■ What you should do
Continue the passage on helping a dyslexic child keep up skills over the summer, starting after its last sentence.

If your child already has an OG tutor, make sure that they continue their tutoring over the summer. Dyslexic children need systematic repetition in order to maintain the skills they learned during the school year. A month or two off can mean great loss of skills learned. For help finding an OG tutor in your area, contact The Academy of Orton-Gillingham Practitioners and Educators.
Provide a literature-rich environment. Select high-interest books to read to your child. Dyslexic children often have gaps in their vocabulary development, and reading or hearing books read aloud helps them fill in those gaps. Talk with your child about what you are reading, and ask questions to check their comprehension. Discuss unfamiliar words with them and make sure they understand the meaning of these words. Encourage your child’s love of books by providing digital access to audio books. Learning Ally is a wonderful resource for audio books; these books allow children to read along as the book is read aloud.

■ Stored data

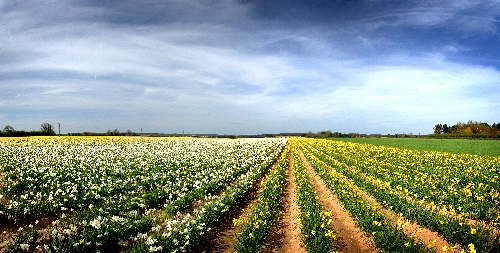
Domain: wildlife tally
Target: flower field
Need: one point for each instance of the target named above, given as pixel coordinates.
(134, 194)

■ Expected answer
Other suggestions by Schenck School teachers include keeping a journal, asking a grandparent to be a pen pal, encourage swimming . . . great for left/right coordination and stimulation of sensory receptors, have your child practice spelling words using shaving cream and a hard surface, and play classical music in your car to stimulate brain function.
Finally, have fun and enjoy your child. Give them opportunities to explore and develop their strengths. Plan valuable family time . . . those wonderful family memories are golden and help you through the rough patches when your child faces tough academic times.
Have a wonder-filled summer with your creative child!